- The tasks -
1: In the post on FAT and NTFS, how many clusters could FAT address when it used only 12-bit cluster addresses?
2: Echo the post on FAT and NTFS, everything from "FAT was always very unreliable; one" down to "to be corrupted.".

- Text segment -
— Start —

I edit to say that when he says

'FAT was always very unreliable;' it is from his view point. I recal him saying 25 years ago, 'a system should not crash....EVER.' not judged by mortal standard then. ;-)


So, the issues of NTFS vs. FAT continue. FAT (File Allocation Table)
was "invented" for the very first floppy drives. In those days it used
only 12 bit cluster addresses and thus could address only 4096 clusters
- more than enough for the tiny floppy disks of the time. When the
first
PC hard drives appeared they extended FAT to 16 bit addressing, and
this
was known as FAT16. This allowed 65536 clusters to be handled. The
maximum sized disk was then 65536 times the cluster size: a 4K cluster
gave a 1/4 Gig max. disk, and a 32K cluster gave the magic 2 Gig. max.
Unfortunately, each cluster can contain only one file, or portion of a
file. You cannot put two files in the same cluster, so a file
containing
only one byte occupies a complete cluster - if its a 32K cluster then
32k-1 bytes were wasted.

With the advent of FAT32, the 2Gig barrier was finally broken and
sensible sized clusters could be used, but that's not the end of the
story...

FAT was always very unreliable; one attempt to combat this was to
maintain a duplicate FAT (the actual FAT is, in essence, the heart of
the system - when it gets corrupted you can lose bits of files). When
the FATs got out of sync it was apparent that something had gone wrong
and you could run CHKDSK to fix it. This is the reason that you were
forced to run it when the system wasn't properly closed down. Despite
the duplicate FAT the whole system was never very reliable and files
were often found to be corrupted.

Enter totally different file systems. The best one of all was the one
that IBM developed for OS/2 - the one called HPFS (High Performance
File
System) - but this lost favour with the demise of OS/2. When MS's
version of OS/2 came out it had a brand new file system - NTFS (New
Technology File System). This was based on the HPFS system but wasn't
quite as good. There have been 5 versions of NTFS - 1 to 3 were used
for NT 1 to NT 3. version 4 was for Windows 2000, and version 5 for XP.
All the NTFSs broke the 2Gig barrier, but the earlier versions were not
particularly good performers. The later versions improved this and were
not very different from FAT32, but they were much more reliable.

In short, NTFS is FAR better than FAT. Its as fast and much more
reliable. There really is no contest. FAT was never designed for large,
permanently mounted hard disks. NTFS was. Period. The big problem is
that W98 and earlier cannot read it at all - NTFS partitions are simply
invisible to systems earlier than W98.

— End —

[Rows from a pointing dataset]
— Start —

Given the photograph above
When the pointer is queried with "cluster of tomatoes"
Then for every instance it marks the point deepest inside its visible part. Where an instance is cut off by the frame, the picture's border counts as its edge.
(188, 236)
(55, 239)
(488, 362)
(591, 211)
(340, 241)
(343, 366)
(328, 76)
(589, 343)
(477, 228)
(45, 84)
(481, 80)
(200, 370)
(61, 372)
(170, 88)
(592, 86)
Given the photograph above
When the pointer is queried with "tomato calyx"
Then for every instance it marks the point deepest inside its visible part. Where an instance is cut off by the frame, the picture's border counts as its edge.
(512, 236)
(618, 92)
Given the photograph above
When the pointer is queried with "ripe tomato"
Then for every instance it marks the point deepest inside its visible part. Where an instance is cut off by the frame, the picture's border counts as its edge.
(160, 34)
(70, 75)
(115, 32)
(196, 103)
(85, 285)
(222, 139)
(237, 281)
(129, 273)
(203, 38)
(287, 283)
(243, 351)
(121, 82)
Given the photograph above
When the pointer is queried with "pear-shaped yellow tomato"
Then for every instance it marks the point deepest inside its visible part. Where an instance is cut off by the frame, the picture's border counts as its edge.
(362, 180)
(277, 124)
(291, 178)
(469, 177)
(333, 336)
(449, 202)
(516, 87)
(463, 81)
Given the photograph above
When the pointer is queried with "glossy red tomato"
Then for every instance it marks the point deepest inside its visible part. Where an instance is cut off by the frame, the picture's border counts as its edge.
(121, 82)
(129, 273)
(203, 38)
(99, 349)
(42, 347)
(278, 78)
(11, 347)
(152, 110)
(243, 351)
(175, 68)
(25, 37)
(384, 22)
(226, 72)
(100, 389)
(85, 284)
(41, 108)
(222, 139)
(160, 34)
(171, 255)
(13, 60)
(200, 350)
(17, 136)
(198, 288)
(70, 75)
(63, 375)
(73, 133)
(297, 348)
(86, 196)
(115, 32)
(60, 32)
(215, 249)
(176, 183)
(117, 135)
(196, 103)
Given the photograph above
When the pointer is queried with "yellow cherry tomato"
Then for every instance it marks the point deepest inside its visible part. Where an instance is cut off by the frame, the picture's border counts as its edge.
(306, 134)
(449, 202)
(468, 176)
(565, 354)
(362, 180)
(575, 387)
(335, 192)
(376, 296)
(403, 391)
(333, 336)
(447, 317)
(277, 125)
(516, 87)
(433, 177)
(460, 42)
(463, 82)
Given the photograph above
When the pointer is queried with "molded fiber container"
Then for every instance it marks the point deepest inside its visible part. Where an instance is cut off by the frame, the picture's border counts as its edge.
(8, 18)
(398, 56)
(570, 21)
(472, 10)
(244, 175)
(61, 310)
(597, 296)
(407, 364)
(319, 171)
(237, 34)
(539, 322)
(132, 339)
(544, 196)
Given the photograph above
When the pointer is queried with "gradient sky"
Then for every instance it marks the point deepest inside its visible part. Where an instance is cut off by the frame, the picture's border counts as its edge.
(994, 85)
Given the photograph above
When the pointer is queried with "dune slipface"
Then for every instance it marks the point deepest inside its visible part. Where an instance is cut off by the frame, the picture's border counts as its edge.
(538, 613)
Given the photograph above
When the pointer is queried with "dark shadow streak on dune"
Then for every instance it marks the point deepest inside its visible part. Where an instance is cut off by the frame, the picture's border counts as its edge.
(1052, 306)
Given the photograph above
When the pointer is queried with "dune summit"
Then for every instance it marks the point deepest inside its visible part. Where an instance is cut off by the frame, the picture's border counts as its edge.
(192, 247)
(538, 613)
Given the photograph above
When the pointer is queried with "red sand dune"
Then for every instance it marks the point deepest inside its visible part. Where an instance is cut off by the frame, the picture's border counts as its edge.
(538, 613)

— End —
— Start —

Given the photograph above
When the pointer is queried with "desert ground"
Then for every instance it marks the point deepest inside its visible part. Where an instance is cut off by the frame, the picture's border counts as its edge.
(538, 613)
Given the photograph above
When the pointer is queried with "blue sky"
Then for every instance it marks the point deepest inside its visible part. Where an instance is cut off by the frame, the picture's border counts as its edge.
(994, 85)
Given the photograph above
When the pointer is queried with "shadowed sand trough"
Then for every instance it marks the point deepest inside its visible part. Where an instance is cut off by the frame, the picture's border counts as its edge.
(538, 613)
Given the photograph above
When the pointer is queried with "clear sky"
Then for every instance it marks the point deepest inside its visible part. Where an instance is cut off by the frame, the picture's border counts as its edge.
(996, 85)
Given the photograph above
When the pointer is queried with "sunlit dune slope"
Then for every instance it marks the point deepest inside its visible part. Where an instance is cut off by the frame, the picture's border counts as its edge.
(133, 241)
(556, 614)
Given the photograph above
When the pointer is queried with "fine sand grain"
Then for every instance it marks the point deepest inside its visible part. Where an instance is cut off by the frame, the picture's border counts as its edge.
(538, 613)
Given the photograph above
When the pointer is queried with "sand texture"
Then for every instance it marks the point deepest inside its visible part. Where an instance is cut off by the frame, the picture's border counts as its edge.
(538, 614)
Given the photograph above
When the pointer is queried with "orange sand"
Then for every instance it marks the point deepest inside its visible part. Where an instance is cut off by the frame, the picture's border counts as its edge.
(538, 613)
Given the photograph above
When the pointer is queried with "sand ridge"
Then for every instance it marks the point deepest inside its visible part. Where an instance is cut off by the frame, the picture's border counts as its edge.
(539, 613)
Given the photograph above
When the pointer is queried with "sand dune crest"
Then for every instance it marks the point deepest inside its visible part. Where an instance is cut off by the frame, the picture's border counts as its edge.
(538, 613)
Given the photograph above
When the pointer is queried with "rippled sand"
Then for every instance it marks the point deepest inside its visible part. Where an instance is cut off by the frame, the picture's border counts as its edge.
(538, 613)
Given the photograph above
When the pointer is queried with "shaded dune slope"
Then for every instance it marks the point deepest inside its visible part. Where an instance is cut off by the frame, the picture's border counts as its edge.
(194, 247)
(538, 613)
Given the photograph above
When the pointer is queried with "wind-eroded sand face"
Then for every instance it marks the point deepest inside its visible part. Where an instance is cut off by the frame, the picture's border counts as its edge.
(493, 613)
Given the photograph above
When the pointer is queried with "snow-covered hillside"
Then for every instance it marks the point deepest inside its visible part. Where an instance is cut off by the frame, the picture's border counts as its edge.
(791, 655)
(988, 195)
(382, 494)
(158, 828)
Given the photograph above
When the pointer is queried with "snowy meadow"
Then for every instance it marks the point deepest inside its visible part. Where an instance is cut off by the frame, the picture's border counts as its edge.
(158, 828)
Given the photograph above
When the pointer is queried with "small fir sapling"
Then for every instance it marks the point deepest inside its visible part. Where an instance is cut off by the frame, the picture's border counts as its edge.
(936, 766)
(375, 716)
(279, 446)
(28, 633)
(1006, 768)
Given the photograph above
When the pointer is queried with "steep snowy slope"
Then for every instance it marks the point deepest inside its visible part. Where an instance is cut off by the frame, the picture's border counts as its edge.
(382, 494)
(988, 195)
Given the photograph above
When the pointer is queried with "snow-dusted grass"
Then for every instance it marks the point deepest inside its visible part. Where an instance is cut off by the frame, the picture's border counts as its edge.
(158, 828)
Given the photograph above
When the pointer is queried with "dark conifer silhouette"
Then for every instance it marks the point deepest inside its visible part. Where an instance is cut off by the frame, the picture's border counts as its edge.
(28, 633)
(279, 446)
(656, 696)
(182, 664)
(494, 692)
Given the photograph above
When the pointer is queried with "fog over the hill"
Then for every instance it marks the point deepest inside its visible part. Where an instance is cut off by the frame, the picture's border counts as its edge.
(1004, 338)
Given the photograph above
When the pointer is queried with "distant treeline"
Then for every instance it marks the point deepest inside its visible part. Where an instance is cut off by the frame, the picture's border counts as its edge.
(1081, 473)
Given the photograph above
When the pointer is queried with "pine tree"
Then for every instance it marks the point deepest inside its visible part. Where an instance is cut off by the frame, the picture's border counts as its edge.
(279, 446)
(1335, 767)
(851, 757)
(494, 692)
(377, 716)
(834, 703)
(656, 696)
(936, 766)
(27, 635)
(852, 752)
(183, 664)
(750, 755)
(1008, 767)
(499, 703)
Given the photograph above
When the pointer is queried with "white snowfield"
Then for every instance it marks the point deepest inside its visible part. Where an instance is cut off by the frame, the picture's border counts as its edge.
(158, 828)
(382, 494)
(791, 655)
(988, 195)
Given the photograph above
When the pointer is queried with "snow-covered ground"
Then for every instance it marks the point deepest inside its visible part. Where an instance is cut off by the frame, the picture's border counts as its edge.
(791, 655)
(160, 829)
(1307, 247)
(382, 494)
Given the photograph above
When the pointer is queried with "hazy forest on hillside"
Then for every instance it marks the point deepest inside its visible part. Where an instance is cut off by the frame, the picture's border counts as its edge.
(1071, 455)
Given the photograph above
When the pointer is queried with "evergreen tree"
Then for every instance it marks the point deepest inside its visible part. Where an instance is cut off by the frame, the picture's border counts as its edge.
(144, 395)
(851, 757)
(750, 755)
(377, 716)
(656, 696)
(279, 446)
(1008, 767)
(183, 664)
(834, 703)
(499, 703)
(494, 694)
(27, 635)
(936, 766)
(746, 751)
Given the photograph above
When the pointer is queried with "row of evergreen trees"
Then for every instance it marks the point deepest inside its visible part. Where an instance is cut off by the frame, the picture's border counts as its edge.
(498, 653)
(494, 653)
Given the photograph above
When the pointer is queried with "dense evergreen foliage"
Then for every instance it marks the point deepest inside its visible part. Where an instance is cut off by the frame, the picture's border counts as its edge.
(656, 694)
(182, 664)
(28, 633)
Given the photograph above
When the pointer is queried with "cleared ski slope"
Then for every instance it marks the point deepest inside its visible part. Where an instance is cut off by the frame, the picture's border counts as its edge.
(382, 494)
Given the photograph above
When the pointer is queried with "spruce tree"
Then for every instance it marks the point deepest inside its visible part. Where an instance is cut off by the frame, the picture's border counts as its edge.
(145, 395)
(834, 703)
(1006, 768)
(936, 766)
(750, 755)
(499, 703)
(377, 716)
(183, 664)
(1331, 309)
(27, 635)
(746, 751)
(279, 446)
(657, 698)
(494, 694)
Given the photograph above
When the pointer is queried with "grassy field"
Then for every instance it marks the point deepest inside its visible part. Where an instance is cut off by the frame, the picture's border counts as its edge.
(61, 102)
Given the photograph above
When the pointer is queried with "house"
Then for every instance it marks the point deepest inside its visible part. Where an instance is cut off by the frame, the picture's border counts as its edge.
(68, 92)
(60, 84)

— End —
— Start —

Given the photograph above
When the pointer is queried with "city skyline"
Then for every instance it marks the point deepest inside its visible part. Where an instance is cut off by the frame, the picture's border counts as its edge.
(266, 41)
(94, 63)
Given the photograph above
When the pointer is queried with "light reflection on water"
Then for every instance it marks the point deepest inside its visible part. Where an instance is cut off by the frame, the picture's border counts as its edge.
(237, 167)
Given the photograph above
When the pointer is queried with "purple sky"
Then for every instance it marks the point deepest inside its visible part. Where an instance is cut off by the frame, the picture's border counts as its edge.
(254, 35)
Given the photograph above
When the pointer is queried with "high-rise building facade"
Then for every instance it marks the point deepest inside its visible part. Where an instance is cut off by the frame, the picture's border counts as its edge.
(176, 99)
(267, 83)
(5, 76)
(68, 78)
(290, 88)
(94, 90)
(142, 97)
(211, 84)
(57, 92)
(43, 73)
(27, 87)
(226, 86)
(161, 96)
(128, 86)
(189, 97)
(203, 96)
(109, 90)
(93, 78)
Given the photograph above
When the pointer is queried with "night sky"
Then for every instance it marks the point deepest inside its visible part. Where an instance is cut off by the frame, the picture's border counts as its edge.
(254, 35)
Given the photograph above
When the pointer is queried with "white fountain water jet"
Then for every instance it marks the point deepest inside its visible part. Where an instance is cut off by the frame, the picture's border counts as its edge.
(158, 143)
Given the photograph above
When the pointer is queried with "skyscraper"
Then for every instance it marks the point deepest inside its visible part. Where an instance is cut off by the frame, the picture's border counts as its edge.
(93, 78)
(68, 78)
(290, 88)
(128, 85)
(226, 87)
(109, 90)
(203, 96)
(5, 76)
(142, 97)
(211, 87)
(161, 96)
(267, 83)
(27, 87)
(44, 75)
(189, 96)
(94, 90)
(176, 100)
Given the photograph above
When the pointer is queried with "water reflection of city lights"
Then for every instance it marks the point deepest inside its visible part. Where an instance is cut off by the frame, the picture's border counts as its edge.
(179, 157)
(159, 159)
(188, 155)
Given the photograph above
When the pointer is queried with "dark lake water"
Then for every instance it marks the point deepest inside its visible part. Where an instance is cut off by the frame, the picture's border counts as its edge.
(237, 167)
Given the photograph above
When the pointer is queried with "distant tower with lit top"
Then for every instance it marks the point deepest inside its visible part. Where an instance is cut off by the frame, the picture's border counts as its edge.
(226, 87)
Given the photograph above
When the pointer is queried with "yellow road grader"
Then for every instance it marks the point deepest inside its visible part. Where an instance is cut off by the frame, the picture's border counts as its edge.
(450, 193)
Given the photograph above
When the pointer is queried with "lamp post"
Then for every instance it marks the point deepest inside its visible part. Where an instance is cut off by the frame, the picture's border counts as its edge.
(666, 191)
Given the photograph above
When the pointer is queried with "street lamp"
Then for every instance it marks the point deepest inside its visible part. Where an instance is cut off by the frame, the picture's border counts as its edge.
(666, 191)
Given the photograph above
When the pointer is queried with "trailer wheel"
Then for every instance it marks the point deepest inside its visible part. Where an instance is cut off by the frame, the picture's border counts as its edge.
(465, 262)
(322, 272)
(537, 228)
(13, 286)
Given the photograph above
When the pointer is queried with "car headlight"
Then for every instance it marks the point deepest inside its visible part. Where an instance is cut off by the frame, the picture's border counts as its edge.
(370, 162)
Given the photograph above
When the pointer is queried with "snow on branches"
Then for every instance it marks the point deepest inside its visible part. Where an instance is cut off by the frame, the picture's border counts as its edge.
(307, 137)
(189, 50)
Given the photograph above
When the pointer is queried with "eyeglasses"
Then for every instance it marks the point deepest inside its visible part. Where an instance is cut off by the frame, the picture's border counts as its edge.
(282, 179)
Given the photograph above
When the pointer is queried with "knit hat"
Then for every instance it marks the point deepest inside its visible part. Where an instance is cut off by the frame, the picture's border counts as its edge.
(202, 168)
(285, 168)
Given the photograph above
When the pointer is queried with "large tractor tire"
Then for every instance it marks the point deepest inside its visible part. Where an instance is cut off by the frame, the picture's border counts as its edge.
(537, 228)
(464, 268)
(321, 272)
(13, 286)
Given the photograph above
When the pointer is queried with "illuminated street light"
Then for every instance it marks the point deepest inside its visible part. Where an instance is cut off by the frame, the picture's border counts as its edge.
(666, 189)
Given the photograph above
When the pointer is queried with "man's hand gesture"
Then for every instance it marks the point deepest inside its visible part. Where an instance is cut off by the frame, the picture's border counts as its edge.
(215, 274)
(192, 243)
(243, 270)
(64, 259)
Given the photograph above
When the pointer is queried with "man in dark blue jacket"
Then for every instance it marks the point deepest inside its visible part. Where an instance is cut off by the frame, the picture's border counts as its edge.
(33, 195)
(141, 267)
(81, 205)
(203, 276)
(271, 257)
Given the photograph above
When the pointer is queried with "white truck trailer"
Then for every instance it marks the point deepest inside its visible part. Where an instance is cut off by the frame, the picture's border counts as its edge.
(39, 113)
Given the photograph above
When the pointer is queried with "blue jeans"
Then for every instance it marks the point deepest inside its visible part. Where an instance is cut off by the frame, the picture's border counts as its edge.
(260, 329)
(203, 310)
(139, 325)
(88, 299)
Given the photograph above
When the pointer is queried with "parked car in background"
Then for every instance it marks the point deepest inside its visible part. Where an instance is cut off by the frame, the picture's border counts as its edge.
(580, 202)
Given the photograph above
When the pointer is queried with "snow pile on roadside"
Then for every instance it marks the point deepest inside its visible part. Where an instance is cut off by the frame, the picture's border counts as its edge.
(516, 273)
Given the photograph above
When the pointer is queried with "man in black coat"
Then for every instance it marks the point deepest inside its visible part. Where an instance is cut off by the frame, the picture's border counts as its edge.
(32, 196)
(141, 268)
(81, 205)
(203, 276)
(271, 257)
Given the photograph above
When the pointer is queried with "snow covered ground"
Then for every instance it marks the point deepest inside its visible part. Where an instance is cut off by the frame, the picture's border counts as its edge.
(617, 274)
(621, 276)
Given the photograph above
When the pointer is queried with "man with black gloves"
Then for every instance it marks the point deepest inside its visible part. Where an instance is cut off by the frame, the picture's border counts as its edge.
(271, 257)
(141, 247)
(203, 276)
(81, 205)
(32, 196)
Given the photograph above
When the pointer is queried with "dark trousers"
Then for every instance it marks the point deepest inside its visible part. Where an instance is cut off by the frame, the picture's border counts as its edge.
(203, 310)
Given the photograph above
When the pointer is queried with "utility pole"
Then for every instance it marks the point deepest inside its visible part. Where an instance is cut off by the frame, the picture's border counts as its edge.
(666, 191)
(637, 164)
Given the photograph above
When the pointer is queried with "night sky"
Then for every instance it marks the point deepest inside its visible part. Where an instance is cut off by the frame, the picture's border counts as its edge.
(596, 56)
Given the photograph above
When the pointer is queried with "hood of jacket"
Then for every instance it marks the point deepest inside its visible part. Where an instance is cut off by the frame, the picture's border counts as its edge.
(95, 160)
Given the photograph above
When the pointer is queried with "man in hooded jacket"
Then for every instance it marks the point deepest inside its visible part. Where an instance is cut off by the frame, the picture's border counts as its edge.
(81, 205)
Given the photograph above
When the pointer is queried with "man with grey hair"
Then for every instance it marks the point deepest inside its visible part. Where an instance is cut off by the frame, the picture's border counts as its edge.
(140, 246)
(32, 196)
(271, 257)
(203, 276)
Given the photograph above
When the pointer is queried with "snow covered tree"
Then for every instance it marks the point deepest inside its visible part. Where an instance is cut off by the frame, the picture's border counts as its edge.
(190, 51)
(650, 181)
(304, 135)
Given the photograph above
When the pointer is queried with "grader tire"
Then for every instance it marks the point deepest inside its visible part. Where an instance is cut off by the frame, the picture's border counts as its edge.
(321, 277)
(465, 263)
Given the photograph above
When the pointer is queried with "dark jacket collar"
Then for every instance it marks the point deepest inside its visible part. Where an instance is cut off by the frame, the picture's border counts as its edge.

— End —

- Answers for the exercise -
1: 4096 clusters.

2:
FAT was always very unreliable; one attempt to combat this was to
maintain a duplicate FAT (the actual FAT is, in essence, the heart of
the system - when it gets corrupted you can lose bits of files). When
the FATs got out of sync it was apparent that something had gone wrong
and you could run CHKDSK to fix it. This is the reason that you were
forced to run it when the system wasn't properly closed down. Despite
the duplicate FAT the whole system was never very reliable and files
were often found to be corrupted.